THE PROBLEM :: Rewrite the items from the line containing "of the dark" through the line containing "x=148, y=136" as a two-column CSV with the headers item and answer. Give one row per item, with its text and its answer each in a single quoted field and line breaks turned into spaces.

PROVIDED DATA ::
# # # #
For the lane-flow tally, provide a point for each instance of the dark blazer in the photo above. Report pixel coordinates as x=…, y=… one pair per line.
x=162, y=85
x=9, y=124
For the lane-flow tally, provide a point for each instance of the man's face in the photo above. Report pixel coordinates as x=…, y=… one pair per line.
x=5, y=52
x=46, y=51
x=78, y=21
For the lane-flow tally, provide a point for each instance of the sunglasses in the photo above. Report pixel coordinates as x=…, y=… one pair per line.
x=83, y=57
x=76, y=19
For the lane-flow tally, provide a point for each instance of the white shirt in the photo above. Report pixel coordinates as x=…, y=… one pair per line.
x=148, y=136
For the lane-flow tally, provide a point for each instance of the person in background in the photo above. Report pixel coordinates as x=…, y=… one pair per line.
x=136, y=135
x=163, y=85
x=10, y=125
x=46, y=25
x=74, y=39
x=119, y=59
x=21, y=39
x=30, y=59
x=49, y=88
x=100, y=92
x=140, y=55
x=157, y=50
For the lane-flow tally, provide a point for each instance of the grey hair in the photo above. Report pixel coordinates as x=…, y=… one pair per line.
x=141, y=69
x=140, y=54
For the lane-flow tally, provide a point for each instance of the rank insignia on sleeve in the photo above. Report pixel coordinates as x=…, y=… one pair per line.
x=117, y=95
# # # #
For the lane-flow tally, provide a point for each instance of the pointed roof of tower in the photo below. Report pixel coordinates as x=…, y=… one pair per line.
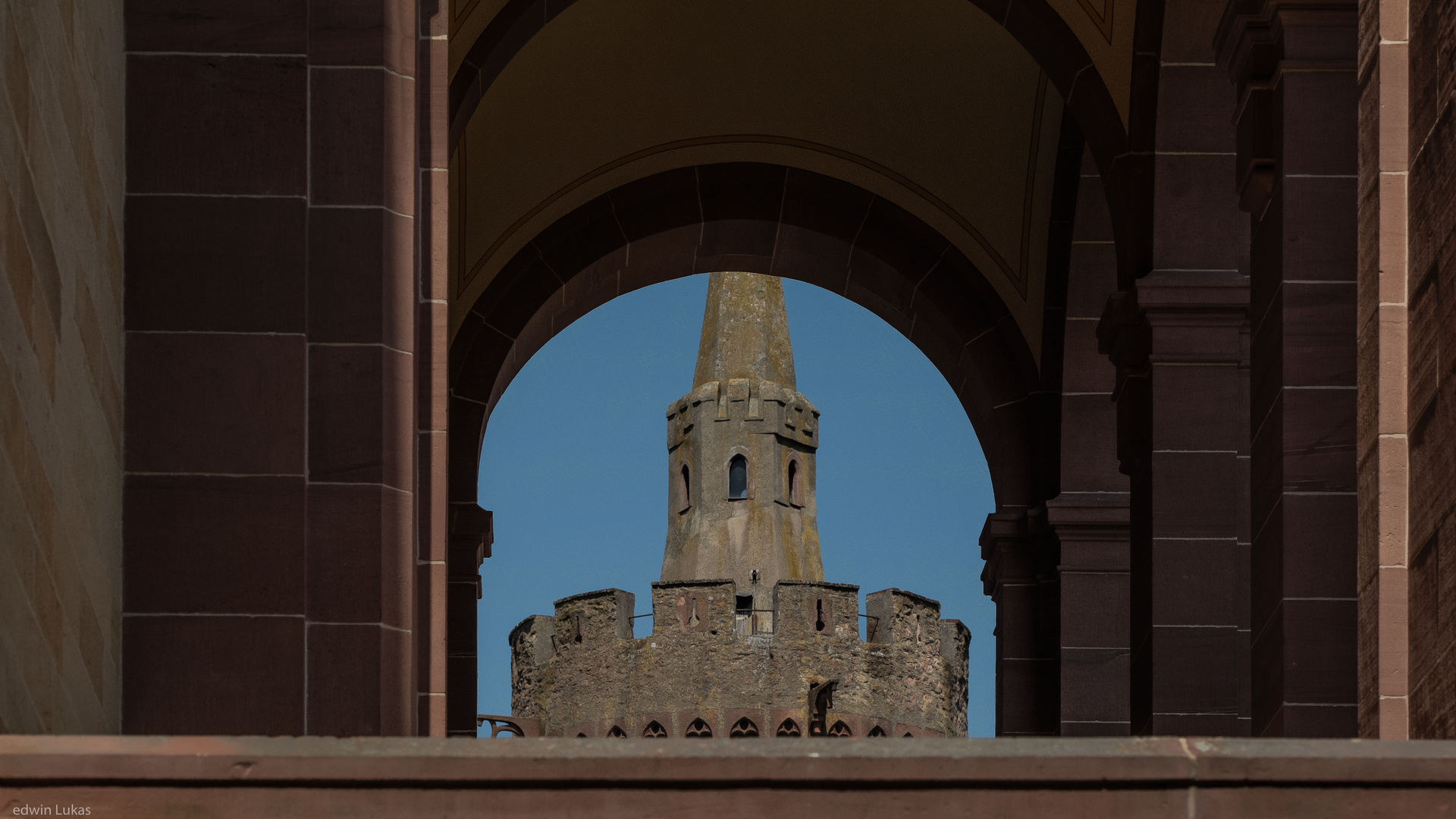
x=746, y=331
# # # #
THE RESPONSE ::
item,answer
"For the lane-flow tally, provide a point for each instance of the dark blazer in the photo above. Report pixel coordinates as x=…, y=… one pair per line.","x=162, y=85 x=9, y=124"
"For the lane-flow tally, provide a point for each instance of the man's face in the photo above. Report pixel coordinates as x=…, y=… one pair per line.","x=5, y=52 x=46, y=51 x=78, y=21"
"For the lane-flow tally, provide a point for each instance of the sunglasses in the photo above. Report pixel coordinates as x=…, y=… one pair per line.","x=83, y=57 x=76, y=19"
"For the lane-flow tally, provide a point for each instance of the white shirt in the photo above. Report pixel coordinates as x=…, y=… one pair per line.","x=148, y=136"